[What is expected]:
Please copy the stretch of the listing from its start through the line containing "(172, 2), (194, 97)", renaming "TARGET" to "OBJECT" and leaving all else unchanged. Omit the pictures from your copy.

(Data extracted from a collection)

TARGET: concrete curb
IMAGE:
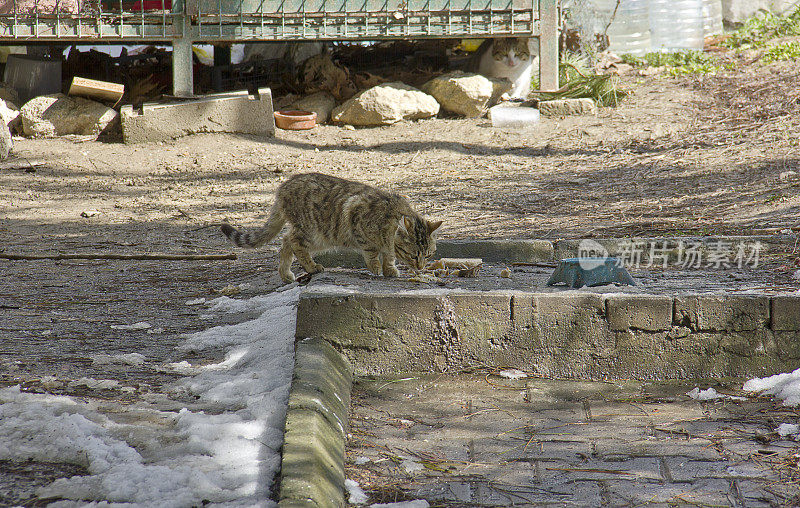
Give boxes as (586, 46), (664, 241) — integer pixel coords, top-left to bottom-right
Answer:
(314, 235), (795, 268)
(297, 291), (800, 380)
(279, 339), (353, 508)
(120, 88), (275, 144)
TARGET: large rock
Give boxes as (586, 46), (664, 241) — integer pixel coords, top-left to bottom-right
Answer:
(286, 92), (336, 123)
(0, 99), (22, 131)
(332, 82), (439, 126)
(20, 93), (118, 138)
(422, 71), (500, 118)
(0, 83), (20, 104)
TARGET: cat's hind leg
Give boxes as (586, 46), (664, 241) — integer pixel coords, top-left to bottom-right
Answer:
(363, 247), (381, 275)
(286, 230), (325, 273)
(381, 252), (400, 277)
(278, 235), (295, 284)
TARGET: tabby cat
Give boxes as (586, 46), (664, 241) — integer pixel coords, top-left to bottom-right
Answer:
(468, 37), (539, 99)
(222, 173), (442, 283)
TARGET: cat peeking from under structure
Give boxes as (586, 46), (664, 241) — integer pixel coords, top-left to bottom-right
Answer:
(467, 37), (539, 99)
(222, 173), (442, 283)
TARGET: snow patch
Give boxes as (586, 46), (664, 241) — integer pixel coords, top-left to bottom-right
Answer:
(686, 386), (747, 402)
(0, 288), (300, 508)
(369, 499), (431, 508)
(344, 478), (369, 504)
(742, 369), (800, 406)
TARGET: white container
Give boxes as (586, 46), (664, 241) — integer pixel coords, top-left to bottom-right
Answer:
(592, 0), (650, 56)
(652, 0), (704, 51)
(489, 105), (539, 129)
(703, 0), (722, 37)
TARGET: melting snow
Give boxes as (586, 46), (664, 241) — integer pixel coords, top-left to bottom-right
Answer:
(0, 288), (300, 508)
(344, 478), (369, 504)
(742, 369), (800, 406)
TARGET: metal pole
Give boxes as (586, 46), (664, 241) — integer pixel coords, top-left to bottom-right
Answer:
(534, 0), (558, 92)
(172, 37), (194, 97)
(172, 2), (194, 97)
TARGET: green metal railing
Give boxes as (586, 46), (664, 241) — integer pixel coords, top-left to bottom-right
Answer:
(0, 0), (559, 95)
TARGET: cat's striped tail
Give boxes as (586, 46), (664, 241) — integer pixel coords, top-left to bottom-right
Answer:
(222, 210), (286, 249)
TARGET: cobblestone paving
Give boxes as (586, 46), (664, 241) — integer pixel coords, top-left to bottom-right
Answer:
(346, 375), (800, 507)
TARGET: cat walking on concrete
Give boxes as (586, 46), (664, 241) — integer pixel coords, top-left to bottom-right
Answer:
(222, 173), (442, 283)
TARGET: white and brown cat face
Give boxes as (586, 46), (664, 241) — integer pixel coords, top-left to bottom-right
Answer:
(394, 217), (442, 270)
(492, 37), (531, 68)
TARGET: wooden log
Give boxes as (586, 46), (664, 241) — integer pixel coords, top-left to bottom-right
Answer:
(69, 76), (125, 104)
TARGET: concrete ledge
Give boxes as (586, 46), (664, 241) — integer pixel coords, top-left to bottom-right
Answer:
(675, 295), (770, 332)
(606, 294), (672, 332)
(297, 291), (800, 379)
(314, 235), (794, 268)
(280, 340), (353, 508)
(314, 240), (554, 268)
(120, 88), (275, 143)
(772, 296), (800, 331)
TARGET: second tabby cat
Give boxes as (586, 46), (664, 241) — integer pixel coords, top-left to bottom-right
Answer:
(222, 173), (442, 283)
(468, 37), (539, 99)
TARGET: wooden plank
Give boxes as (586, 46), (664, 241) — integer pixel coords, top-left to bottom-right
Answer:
(69, 76), (125, 104)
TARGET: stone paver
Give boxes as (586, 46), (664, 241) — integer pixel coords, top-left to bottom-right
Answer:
(346, 375), (800, 507)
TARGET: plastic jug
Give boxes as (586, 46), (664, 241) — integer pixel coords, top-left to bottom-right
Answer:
(489, 105), (539, 128)
(652, 0), (704, 51)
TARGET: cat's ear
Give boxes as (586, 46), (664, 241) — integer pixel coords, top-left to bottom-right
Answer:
(400, 215), (414, 233)
(426, 220), (442, 234)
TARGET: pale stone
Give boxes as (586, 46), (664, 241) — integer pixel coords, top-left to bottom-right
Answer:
(0, 121), (14, 160)
(539, 98), (597, 116)
(20, 93), (118, 138)
(0, 83), (19, 109)
(422, 71), (502, 118)
(0, 99), (22, 131)
(332, 82), (439, 125)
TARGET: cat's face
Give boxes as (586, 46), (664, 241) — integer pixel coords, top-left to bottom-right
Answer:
(492, 37), (531, 68)
(394, 217), (442, 270)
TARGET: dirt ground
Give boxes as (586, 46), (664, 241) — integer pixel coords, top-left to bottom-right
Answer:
(0, 50), (800, 505)
(0, 55), (800, 251)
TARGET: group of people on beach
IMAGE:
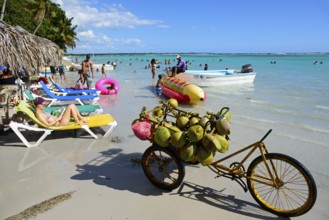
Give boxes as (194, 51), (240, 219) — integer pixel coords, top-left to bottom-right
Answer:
(151, 54), (187, 96)
(49, 64), (66, 80)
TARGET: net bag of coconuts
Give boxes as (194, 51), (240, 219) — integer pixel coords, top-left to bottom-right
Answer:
(132, 99), (231, 166)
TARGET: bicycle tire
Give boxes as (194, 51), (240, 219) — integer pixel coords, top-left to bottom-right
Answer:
(142, 145), (185, 191)
(247, 153), (317, 217)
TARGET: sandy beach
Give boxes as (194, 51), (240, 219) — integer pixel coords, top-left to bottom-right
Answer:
(0, 62), (329, 220)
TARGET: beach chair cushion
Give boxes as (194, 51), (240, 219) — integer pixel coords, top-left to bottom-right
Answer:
(43, 105), (103, 115)
(39, 82), (98, 101)
(16, 101), (115, 130)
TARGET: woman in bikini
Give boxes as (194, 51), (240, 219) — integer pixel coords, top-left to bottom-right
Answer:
(81, 54), (94, 89)
(34, 97), (87, 126)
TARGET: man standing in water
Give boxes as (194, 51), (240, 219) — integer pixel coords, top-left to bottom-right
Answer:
(81, 54), (94, 89)
(171, 55), (186, 77)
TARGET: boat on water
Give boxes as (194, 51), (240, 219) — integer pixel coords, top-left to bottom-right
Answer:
(176, 64), (256, 87)
(160, 76), (207, 105)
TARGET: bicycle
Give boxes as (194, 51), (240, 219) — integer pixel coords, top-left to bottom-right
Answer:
(133, 102), (317, 217)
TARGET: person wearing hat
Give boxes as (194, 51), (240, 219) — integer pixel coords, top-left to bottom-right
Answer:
(171, 54), (186, 77)
(81, 54), (94, 89)
(33, 97), (87, 126)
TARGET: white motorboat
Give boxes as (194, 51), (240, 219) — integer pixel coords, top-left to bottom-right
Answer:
(176, 64), (256, 87)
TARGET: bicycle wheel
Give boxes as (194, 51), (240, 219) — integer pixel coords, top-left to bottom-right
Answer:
(142, 146), (185, 190)
(247, 153), (317, 217)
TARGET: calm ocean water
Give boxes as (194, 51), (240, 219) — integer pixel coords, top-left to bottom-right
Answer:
(64, 54), (329, 187)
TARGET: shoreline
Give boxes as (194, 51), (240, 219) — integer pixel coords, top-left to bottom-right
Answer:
(0, 58), (329, 220)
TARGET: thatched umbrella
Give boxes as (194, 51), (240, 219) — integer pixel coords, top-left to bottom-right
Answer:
(0, 21), (64, 73)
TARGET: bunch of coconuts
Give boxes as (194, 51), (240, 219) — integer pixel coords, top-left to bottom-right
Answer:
(152, 99), (231, 166)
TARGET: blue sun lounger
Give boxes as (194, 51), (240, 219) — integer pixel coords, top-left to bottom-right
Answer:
(49, 77), (101, 95)
(39, 81), (99, 107)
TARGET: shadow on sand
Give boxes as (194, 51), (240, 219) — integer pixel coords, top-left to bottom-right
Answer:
(71, 148), (286, 219)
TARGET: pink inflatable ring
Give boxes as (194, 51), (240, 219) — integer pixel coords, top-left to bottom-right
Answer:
(95, 78), (119, 95)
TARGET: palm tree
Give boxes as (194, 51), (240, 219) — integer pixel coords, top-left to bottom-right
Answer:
(0, 0), (7, 21)
(29, 0), (57, 34)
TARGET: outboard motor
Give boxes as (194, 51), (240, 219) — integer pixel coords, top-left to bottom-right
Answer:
(241, 64), (254, 73)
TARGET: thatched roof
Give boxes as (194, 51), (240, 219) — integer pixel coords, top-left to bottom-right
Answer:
(0, 21), (64, 72)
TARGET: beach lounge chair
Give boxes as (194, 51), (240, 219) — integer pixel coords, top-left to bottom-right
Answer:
(39, 81), (99, 106)
(49, 77), (101, 95)
(9, 101), (117, 147)
(23, 89), (103, 115)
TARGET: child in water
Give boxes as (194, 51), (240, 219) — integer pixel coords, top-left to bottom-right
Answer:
(155, 74), (162, 96)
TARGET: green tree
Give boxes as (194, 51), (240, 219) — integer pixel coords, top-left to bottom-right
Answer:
(0, 0), (78, 51)
(0, 0), (7, 21)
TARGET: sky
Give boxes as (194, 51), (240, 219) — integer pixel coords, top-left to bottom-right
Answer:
(52, 0), (329, 53)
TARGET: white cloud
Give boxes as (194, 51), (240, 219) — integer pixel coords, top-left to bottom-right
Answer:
(78, 30), (95, 39)
(56, 0), (163, 28)
(53, 0), (163, 50)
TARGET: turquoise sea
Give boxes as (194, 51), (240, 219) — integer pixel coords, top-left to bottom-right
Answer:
(64, 53), (329, 188)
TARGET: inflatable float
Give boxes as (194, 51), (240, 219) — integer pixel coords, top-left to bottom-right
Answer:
(160, 77), (207, 105)
(95, 78), (120, 95)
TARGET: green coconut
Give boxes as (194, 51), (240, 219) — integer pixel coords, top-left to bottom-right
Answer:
(168, 98), (178, 108)
(179, 144), (197, 162)
(152, 106), (163, 117)
(188, 117), (200, 126)
(215, 134), (230, 153)
(225, 112), (231, 122)
(170, 131), (186, 148)
(176, 116), (189, 129)
(197, 146), (214, 166)
(216, 117), (231, 135)
(154, 126), (171, 147)
(201, 133), (222, 152)
(186, 125), (204, 142)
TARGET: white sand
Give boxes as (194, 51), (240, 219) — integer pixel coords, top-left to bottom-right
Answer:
(0, 73), (329, 220)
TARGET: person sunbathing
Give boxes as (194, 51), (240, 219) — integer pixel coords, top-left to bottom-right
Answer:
(34, 97), (87, 126)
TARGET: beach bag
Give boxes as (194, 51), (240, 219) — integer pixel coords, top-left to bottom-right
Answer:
(74, 80), (83, 90)
(131, 121), (152, 141)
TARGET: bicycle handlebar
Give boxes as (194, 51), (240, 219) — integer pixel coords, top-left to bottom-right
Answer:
(259, 129), (272, 142)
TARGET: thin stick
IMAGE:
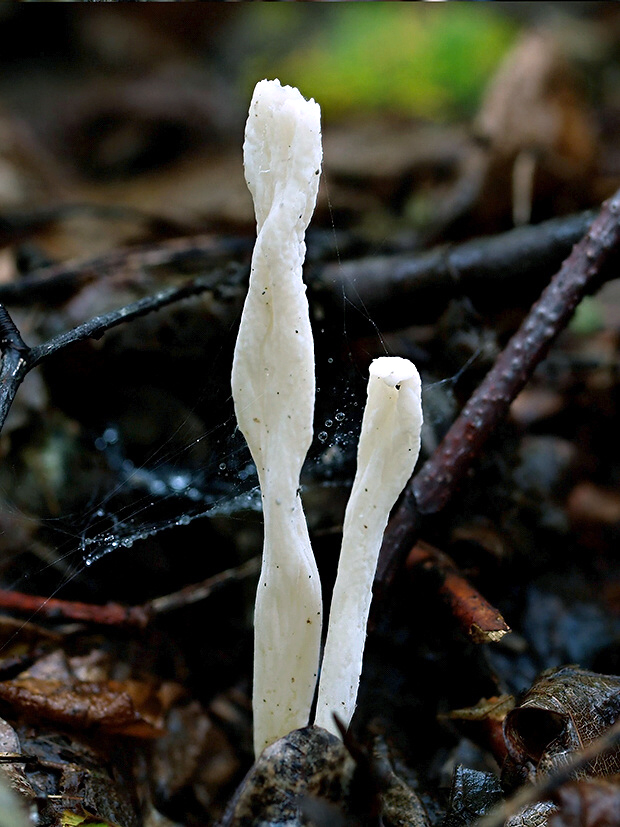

[Output for this task]:
OBJECT: concrete curb
IMAGE:
Give boxes as (586, 46), (664, 241) — integer pixel coords, top-left to bottom-right
Answer:
(314, 235), (795, 268)
(297, 291), (800, 380)
(279, 339), (353, 508)
(120, 88), (275, 144)
OBJECT: large rock
Give boxes as (586, 46), (664, 241) — integer pixel coords, top-left to bottom-right
Answer:
(286, 92), (336, 123)
(0, 99), (22, 131)
(332, 82), (439, 126)
(20, 93), (118, 138)
(422, 71), (500, 118)
(0, 83), (20, 104)
OBJECT: cat's hind leg
Give boxes as (586, 46), (664, 241) — integer pixel coords, top-left to bottom-right
Answer:
(363, 247), (381, 275)
(286, 230), (325, 273)
(381, 252), (400, 277)
(278, 235), (295, 284)
OBJECT: tabby cat
Give boxes as (586, 46), (664, 241) — integer pixel coords, top-left to bottom-right
Answer:
(468, 37), (539, 99)
(222, 173), (442, 283)
OBJECT: cat peeking from under structure
Give boxes as (586, 46), (664, 241) — integer pixel coords, top-left to bottom-right
Answer:
(467, 37), (539, 99)
(222, 173), (442, 283)
OBJECT: snow patch
Give boxes as (586, 46), (664, 241) — integer pixel coords, top-left to bottom-right
Answer:
(686, 386), (747, 402)
(0, 288), (300, 508)
(369, 499), (431, 508)
(344, 478), (369, 504)
(742, 369), (800, 406)
OBJECT: white container
Give boxes as (586, 46), (664, 241) — integer pixel coords, top-left to bottom-right
Answer:
(592, 0), (650, 56)
(652, 0), (704, 51)
(489, 105), (539, 129)
(703, 0), (722, 37)
OBJECT: melting snow
Give boxes as (586, 46), (664, 241) — integer pixel coords, top-left to bottom-right
Answer:
(0, 288), (300, 508)
(344, 478), (369, 504)
(742, 369), (800, 406)
OBJECT: metal pole
Give boxes as (586, 46), (664, 241) — integer pixel coords, top-left to bottom-right
Answer:
(534, 0), (558, 92)
(172, 37), (194, 97)
(172, 2), (194, 97)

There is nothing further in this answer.